(Pointing and labeling entries)
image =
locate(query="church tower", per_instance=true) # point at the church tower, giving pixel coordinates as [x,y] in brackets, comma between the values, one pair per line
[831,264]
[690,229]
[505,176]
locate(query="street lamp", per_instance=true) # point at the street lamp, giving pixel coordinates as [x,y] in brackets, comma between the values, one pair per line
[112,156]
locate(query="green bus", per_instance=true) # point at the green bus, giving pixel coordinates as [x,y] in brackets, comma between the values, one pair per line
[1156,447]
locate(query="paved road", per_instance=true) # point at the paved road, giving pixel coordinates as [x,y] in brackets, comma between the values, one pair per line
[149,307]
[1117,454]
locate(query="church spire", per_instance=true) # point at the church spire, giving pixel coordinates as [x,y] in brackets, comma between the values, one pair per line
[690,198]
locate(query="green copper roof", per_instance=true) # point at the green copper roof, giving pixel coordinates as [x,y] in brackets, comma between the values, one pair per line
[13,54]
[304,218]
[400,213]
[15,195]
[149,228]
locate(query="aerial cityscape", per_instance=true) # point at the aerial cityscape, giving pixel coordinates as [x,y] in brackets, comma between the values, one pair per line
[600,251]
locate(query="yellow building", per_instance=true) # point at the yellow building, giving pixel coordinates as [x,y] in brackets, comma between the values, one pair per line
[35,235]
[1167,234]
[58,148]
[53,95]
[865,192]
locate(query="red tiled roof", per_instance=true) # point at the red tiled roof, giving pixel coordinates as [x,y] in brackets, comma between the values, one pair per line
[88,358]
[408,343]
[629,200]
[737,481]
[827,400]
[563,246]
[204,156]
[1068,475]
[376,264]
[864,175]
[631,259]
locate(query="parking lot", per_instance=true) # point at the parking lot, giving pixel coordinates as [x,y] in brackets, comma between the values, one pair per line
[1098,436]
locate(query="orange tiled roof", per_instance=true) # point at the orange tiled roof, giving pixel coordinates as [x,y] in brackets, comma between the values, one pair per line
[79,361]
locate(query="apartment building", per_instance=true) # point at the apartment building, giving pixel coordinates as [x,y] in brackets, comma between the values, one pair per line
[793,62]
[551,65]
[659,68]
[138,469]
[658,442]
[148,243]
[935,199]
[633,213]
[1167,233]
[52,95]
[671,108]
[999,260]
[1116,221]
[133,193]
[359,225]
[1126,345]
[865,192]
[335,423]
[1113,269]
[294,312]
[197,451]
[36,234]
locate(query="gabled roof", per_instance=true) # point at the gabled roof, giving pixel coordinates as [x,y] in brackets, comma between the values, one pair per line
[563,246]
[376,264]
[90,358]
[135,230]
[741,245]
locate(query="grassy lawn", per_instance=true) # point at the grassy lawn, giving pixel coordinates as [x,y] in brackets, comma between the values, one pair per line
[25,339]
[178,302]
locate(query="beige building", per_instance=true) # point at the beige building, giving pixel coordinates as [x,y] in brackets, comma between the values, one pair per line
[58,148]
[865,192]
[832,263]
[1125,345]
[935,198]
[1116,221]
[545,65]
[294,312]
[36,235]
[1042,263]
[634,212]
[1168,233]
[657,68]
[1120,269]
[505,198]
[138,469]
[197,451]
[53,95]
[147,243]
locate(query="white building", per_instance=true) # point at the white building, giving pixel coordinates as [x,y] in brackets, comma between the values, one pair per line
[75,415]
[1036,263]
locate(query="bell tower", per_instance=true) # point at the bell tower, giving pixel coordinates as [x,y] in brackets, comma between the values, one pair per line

■ Aim:
Reproduce each record shown above without altering a single word.

■ Response to the exercise:
image =
locate(query="church tower", per_instance=true) # point at the church tower, giving pixel coordinates as [x,y] in brackets, comma between the values, one pair per line
[831,264]
[690,229]
[505,176]
locate(query="street lamp", per_instance=true) # point at the street lamp, giving pixel coordinates as [x,y] in brackets, comma between the values, one pair per line
[112,156]
locate(query="green bus", per_instance=true) # point at the green bus, giving pixel coordinates as [x,y] in brackets, comma between the values, one pair per line
[1156,447]
locate(query="paved road", per_instance=true) # point at the paved road, giving pixel coordinates as [x,y] in brackets, comma between the values, one pair per line
[149,307]
[1117,454]
locate(query="church spire", per_instance=true) # point at the church spire, giving pixel coordinates as [x,y] in brackets, comma between the values, one pair per line
[690,198]
locate(query="green copper roof", per_instance=true) # point at the green copper roof, giving pixel coordinates as [x,y] in brackets, comma between the values, one pair per line
[13,54]
[304,218]
[400,213]
[15,195]
[149,228]
locate(query="aerial cityscape", per_instance=true) # point at the aerial cityscape, giving pixel coordinates as [x,y] in brackets, comma between the values, one pair per line
[600,251]
locate(query="yellow building", per_instance=true) # point at the yellow building, giving pixel coordinates as [x,y] in brackets, comma between the values, one pair per line
[35,235]
[1167,234]
[58,148]
[53,95]
[865,192]
locate(query="red tiled roof", per_instance=true) # point at the red tiled roof, giving pixel coordinates as [x,y] in brackets, comma between the values, one pair per line
[88,358]
[408,343]
[629,200]
[737,481]
[827,400]
[563,246]
[204,156]
[1068,475]
[376,264]
[864,175]
[631,259]
locate(query="parking lot", per_instance=true) # point at the parking lot, giving pixel coordinates as [x,y] in brackets, comma between the values, one pair per line
[1098,436]
locate(query="orange tiled roof", per_instance=true) # point at the orange tiled roof, giving pixel coordinates as [x,y] in brackets, comma between the values, one pair per line
[79,361]
locate(query="apartment building", per_instance=true) # point at the apartment building, giving pixel coordinates as [x,y] in brackets, comma between the values, one pair per line
[793,62]
[551,65]
[659,68]
[138,469]
[658,442]
[148,243]
[935,199]
[633,213]
[1167,233]
[52,95]
[671,108]
[999,260]
[1116,221]
[133,193]
[359,225]
[1126,345]
[865,192]
[335,423]
[1113,269]
[294,312]
[197,451]
[36,234]
locate(query="gabled roof", per_instance=true) # point at the gabled roof, giving pixel coordinates as [x,y] in brackets, comma between the values, one pair per line
[563,246]
[376,264]
[90,358]
[135,230]
[741,245]
locate(query="grassy lawn", per_instance=true) # point at the grassy lawn, giving pixel coordinates as [x,y] in brackets, comma between the values, one pair per line
[25,339]
[178,302]
locate(query="beige building", per_instance=true) # point at the beige building, giving pixel coordinates as [x,y] in brackets, comma between the values, one pair per line
[58,148]
[865,192]
[832,263]
[1125,345]
[935,198]
[1116,221]
[545,65]
[294,312]
[36,235]
[1042,263]
[634,212]
[1168,233]
[657,68]
[1120,269]
[505,198]
[138,469]
[197,451]
[53,95]
[147,243]
locate(query="white building", per_instance=true) # point at the white building, giving pixel coordinates as [x,y] in brackets, comma between the values, one pair per line
[75,415]
[1036,263]
locate(query="bell tower", per_instance=true) # point at the bell tower, giving pixel coordinates as [x,y] in brackets, comma between the values, one pair per line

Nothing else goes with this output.